*** Begin section ***

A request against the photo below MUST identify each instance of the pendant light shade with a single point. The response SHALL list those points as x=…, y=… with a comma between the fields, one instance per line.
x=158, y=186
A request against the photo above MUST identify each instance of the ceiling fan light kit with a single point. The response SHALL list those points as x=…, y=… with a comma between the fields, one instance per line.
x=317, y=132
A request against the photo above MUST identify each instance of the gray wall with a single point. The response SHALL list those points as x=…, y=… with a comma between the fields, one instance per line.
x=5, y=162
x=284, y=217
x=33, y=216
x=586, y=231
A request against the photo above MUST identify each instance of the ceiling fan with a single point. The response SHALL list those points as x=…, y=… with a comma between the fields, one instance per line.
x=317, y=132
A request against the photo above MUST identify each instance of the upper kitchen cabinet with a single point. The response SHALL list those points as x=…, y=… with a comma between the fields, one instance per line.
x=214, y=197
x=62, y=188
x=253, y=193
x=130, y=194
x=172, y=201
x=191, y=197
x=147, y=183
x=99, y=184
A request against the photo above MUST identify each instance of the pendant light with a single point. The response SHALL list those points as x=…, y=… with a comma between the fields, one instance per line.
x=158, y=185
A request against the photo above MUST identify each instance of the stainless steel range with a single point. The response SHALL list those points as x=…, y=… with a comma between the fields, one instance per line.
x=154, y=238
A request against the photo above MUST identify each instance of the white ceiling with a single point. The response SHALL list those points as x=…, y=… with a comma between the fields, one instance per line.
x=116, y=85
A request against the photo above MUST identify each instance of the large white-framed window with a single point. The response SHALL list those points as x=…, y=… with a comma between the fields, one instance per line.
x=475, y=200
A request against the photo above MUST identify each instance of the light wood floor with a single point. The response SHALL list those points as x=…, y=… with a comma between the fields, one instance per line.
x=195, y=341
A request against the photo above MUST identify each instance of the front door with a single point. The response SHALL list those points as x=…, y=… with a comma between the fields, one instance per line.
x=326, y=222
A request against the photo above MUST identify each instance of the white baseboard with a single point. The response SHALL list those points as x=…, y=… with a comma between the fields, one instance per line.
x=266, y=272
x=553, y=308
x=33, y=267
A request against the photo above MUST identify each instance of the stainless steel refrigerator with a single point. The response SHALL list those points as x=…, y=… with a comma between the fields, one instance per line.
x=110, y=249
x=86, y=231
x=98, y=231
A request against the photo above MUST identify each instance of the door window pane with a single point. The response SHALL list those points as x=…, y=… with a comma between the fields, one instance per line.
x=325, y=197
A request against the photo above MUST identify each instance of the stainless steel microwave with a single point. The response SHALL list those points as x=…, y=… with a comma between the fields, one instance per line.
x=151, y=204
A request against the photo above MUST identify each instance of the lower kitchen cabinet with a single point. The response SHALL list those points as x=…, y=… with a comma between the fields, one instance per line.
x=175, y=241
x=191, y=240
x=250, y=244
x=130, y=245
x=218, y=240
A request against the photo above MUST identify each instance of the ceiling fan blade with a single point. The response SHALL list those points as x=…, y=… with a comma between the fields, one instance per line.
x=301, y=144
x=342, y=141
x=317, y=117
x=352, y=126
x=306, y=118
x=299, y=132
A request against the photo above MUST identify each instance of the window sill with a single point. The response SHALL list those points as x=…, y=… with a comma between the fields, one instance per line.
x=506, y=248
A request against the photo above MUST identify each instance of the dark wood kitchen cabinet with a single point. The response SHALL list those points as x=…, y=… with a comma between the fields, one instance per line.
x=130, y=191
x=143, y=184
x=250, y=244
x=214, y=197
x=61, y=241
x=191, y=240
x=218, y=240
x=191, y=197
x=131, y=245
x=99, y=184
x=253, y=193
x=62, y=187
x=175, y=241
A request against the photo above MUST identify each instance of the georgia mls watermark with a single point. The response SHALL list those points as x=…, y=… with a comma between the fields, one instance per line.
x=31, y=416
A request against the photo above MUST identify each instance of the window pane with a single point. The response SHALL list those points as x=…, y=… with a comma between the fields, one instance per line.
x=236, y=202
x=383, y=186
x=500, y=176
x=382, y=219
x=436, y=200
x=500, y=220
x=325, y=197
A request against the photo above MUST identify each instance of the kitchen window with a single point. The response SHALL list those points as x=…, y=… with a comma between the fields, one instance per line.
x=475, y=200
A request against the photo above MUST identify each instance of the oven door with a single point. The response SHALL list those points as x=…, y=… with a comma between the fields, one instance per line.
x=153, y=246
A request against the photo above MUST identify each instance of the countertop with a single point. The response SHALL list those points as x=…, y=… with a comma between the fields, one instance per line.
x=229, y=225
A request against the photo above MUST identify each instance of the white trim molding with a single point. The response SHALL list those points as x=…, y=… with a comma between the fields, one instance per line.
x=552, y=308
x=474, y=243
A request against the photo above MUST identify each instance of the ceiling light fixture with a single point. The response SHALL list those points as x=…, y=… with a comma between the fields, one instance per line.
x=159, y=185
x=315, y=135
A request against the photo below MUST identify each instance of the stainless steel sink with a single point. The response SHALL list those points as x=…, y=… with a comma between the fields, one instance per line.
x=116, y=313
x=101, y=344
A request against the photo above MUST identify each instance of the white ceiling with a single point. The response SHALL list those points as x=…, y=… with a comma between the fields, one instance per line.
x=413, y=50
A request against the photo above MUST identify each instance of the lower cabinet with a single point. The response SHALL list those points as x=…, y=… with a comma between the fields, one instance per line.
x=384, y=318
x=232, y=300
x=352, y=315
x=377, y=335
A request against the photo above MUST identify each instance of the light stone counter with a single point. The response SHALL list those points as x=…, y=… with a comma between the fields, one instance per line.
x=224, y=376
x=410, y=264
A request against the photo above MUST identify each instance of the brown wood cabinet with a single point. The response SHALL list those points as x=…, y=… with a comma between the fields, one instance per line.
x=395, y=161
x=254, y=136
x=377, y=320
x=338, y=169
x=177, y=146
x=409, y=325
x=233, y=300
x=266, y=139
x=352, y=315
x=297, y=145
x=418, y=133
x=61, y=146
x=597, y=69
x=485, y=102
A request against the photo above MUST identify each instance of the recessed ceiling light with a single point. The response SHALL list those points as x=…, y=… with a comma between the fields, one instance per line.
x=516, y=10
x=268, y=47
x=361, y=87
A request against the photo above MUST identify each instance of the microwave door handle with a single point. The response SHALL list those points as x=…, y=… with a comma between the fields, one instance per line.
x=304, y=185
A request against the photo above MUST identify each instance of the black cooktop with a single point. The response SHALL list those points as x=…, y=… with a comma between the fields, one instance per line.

*** End section ***

— Task directions —
All lines from the one with "of the recessed" through the final line of the listing above are to be restated word for word; the lines before it are left out.

— Output of the task —
A request against the photo above MUST identify each instance of the recessed ceiling light with a single point. The response SHALL list those points as x=…, y=… with a comma between the fields, one instance per line.
x=516, y=10
x=268, y=47
x=361, y=87
A request against the photo above MUST identify each instance of the microwave door handle with a single point. The response SHALL list those points as x=…, y=… with a comma between the fields, one instance per line.
x=304, y=185
A request against the photo above MUST identify each instance of the black cooktop with a single point. The response SHALL list those points as x=…, y=… with a comma between the fields, one instance per line.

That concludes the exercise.